Alzheimer disease and major depressive disorder are rapidly arising as the major societal concern worldwide. Studies have consistently pointed out that both Alzheimer disease and depression are marked by elevated neuroinflammation from polygenic activation of microglia and astrocytes. In this special issue of the International Neurourology Journal (INJ), we focus on the molecular and cellular origin of neuroinflammation in Alzheimer disease and depression.
In Alzheimer disease, amyloid-β aggregation and tau hyperphosphorylation create amyloid plaques and neurofibrillary tangles, which could subsequently activate pattern recognition receptors on the brain’s immune cells including microglia and astrocytes and thereby trigger the release of pro-inflammatory mediators that contribute to Alzheimer disease pathogenesis [1].
In the pathogenesis of Alzheimer disease, the brain-enriched epigenetic regulator MeCP2 (methyl-CpG binding protein 2) can induce glial senescence as well as dysregulate Alzheimer disease risk genes, which consequently accelerate multiple aspects of Alzheimer disease pathology including neuroinflammation [2].

## Requirement 1
In the passage on neuroinflammation, what is the full name of MeCP2?
## Requirement 2
Reproduce part of the passage on neuroinflammation: begin at the words "In Alzheimer disease, amyloid-β" and stop after "disease pathogenesis [1].".

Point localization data
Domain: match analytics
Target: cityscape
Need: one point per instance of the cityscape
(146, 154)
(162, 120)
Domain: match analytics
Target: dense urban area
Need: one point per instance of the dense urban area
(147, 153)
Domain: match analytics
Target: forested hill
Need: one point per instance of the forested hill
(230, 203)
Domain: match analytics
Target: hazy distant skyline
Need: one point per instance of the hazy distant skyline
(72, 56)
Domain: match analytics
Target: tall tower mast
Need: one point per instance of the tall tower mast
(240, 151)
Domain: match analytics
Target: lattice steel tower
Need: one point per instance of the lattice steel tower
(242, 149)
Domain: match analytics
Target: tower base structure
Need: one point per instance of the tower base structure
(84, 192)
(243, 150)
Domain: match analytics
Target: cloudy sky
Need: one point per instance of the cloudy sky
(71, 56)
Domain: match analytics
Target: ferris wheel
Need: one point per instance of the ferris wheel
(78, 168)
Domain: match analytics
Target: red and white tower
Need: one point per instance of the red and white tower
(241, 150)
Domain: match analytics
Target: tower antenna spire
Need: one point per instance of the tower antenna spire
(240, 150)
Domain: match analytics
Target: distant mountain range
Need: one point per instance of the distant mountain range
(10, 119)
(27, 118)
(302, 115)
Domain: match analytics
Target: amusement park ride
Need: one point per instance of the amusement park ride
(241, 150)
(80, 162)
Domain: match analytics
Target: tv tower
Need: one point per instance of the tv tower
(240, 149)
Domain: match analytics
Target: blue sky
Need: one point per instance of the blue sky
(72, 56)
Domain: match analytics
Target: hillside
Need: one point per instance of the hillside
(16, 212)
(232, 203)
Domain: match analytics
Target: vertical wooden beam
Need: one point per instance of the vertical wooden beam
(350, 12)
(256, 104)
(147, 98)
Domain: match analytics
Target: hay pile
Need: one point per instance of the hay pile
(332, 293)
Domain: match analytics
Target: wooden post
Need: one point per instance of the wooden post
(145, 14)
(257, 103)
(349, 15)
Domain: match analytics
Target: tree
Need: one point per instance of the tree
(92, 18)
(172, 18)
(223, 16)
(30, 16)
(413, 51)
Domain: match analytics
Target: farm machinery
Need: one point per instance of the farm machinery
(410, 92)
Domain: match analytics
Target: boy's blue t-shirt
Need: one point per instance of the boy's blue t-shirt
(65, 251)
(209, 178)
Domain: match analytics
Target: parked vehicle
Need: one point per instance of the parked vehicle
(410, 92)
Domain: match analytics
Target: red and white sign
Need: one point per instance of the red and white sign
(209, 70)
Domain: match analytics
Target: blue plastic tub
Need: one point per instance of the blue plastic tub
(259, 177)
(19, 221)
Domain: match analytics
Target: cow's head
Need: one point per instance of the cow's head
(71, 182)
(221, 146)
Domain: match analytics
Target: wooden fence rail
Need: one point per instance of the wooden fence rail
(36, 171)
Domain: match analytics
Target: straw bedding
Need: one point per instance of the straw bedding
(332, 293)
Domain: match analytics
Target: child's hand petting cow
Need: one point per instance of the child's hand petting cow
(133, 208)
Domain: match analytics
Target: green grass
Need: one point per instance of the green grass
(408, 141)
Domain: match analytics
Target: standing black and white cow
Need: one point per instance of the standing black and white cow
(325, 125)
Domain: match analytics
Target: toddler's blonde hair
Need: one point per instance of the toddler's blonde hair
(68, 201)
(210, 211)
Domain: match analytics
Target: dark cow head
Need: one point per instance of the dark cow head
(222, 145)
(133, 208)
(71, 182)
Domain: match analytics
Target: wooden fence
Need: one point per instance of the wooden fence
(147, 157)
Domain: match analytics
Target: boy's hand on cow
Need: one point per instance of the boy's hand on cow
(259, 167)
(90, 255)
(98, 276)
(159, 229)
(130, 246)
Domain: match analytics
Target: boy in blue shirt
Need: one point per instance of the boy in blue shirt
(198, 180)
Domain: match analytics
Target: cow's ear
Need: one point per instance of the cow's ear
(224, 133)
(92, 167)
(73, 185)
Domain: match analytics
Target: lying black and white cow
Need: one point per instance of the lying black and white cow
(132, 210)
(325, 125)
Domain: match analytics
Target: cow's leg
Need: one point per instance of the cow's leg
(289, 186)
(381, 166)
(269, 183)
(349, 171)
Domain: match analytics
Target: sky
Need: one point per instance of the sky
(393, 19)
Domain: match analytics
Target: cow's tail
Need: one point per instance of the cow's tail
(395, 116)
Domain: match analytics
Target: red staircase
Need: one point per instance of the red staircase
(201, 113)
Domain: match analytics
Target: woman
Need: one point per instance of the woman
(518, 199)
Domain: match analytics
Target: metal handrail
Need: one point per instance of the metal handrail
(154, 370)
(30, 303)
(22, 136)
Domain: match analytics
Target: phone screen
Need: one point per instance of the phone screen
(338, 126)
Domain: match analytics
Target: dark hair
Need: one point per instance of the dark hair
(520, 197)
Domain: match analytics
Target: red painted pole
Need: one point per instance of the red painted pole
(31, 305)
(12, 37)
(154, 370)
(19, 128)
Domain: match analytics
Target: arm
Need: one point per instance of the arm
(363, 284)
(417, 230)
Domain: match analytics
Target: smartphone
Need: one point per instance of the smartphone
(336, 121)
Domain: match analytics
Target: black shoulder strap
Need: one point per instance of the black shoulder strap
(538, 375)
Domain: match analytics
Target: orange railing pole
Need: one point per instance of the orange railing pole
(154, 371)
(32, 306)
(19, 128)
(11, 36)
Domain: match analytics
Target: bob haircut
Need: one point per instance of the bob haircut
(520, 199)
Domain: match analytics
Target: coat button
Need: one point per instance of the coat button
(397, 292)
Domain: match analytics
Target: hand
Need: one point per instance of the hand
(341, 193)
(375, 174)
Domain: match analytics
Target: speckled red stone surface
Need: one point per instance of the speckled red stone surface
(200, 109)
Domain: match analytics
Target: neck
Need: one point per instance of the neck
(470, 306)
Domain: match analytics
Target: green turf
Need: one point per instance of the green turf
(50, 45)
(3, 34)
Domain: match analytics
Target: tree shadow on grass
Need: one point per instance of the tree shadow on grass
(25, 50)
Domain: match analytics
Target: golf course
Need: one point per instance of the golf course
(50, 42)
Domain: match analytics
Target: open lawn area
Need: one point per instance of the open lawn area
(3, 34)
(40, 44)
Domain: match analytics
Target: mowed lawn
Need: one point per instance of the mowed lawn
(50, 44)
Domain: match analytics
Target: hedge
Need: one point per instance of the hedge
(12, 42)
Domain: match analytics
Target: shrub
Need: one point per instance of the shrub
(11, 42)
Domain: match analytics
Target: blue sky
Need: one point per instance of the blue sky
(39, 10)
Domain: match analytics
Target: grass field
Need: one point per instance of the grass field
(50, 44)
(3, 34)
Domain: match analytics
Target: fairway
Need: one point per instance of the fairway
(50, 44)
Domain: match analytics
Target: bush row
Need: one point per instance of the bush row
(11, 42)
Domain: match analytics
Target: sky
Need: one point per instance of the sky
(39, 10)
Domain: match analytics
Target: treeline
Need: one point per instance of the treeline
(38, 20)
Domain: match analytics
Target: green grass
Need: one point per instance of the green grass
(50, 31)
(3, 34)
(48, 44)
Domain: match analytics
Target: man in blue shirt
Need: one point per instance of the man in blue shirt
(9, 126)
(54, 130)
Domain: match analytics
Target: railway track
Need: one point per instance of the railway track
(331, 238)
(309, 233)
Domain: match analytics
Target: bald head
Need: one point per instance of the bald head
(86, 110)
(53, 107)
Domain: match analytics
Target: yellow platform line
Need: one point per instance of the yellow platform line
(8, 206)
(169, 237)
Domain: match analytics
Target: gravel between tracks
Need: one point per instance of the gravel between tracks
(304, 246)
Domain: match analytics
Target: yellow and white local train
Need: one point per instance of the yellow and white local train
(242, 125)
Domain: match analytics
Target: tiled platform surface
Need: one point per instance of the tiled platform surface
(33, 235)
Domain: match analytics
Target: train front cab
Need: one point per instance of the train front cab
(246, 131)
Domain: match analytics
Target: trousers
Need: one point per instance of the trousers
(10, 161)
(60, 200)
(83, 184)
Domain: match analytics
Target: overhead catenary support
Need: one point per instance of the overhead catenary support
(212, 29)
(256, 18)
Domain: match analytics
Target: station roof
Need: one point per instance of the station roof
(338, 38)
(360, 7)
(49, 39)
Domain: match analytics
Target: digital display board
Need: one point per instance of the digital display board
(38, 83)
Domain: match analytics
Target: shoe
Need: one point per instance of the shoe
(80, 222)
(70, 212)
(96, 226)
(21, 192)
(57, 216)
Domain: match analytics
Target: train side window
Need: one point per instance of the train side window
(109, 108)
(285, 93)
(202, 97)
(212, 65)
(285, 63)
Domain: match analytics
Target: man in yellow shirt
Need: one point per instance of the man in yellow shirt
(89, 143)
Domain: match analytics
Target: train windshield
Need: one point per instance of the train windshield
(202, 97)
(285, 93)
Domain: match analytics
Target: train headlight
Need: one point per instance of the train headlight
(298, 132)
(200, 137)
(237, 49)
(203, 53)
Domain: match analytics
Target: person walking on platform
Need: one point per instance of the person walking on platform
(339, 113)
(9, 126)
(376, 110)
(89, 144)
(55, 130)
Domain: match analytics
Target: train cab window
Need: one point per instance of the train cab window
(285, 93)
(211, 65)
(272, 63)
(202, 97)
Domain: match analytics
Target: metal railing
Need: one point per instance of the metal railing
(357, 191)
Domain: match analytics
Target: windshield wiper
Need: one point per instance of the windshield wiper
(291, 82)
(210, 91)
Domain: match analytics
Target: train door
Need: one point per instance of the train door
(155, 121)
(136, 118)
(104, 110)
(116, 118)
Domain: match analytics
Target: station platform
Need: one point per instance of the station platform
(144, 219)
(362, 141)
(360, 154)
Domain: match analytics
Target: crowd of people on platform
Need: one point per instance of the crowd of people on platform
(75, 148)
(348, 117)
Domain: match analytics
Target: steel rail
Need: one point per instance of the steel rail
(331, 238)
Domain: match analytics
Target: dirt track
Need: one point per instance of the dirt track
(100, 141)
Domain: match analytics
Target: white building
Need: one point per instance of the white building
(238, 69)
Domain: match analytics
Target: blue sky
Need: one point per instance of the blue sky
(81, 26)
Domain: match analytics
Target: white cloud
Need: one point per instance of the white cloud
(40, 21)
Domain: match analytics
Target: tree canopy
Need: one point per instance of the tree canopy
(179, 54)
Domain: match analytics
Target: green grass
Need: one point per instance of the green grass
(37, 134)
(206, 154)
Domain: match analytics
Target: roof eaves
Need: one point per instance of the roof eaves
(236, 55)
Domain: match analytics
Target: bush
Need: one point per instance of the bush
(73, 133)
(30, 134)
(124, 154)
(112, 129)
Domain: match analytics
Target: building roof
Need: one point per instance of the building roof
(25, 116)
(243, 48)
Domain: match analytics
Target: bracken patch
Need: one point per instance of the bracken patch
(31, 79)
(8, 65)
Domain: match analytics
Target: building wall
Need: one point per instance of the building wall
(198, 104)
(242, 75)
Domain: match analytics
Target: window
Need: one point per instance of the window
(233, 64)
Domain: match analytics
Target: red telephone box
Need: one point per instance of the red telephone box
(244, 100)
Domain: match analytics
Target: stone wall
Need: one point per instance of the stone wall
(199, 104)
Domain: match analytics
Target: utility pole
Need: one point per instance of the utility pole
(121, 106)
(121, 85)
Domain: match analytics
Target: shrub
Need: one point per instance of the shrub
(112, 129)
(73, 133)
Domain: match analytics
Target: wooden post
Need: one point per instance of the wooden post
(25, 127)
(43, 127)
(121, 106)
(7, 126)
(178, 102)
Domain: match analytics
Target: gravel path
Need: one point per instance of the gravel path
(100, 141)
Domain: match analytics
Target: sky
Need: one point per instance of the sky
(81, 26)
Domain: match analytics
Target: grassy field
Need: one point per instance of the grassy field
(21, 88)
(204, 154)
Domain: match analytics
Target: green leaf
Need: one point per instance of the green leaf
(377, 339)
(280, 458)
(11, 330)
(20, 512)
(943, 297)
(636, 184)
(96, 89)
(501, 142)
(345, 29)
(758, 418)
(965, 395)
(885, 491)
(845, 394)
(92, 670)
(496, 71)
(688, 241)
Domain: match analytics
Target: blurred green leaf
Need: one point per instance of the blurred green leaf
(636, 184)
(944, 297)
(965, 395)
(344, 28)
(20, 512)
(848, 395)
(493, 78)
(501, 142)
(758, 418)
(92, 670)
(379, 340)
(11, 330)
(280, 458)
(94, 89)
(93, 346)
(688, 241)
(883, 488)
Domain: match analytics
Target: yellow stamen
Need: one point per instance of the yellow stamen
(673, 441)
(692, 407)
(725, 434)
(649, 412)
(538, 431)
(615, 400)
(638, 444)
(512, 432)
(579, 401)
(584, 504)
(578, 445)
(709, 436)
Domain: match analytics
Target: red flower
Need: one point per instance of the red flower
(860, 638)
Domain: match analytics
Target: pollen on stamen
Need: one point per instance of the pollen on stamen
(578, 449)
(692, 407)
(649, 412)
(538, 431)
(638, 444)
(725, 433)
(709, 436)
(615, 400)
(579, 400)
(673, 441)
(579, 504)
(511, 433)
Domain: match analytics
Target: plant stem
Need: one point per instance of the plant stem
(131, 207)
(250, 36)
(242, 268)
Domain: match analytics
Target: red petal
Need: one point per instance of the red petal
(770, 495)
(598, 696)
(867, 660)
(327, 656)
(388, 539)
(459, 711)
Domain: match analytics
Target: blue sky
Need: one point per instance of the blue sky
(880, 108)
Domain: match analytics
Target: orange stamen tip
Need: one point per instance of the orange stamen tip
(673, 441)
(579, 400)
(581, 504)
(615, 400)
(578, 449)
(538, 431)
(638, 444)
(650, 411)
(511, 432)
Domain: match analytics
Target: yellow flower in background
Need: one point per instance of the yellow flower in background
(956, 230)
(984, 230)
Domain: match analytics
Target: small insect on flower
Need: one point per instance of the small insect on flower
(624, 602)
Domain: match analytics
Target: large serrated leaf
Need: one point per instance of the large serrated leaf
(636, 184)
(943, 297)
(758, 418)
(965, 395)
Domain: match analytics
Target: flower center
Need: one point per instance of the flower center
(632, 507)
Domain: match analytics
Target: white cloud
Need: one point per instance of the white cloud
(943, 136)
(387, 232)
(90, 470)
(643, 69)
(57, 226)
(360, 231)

## Written reply 1
Methyl-CpG binding protein 2

## Written reply 2
In Alzheimer disease, amyloid-β aggregation and tau hyperphosphorylation create amyloid plaques and neurofibrillary tangles, which could subsequently activate pattern recognition receptors on the brain’s immune cells including microglia and astrocytes and thereby trigger the release of pro-inflammatory mediators that contribute to Alzheimer disease pathogenesis [1].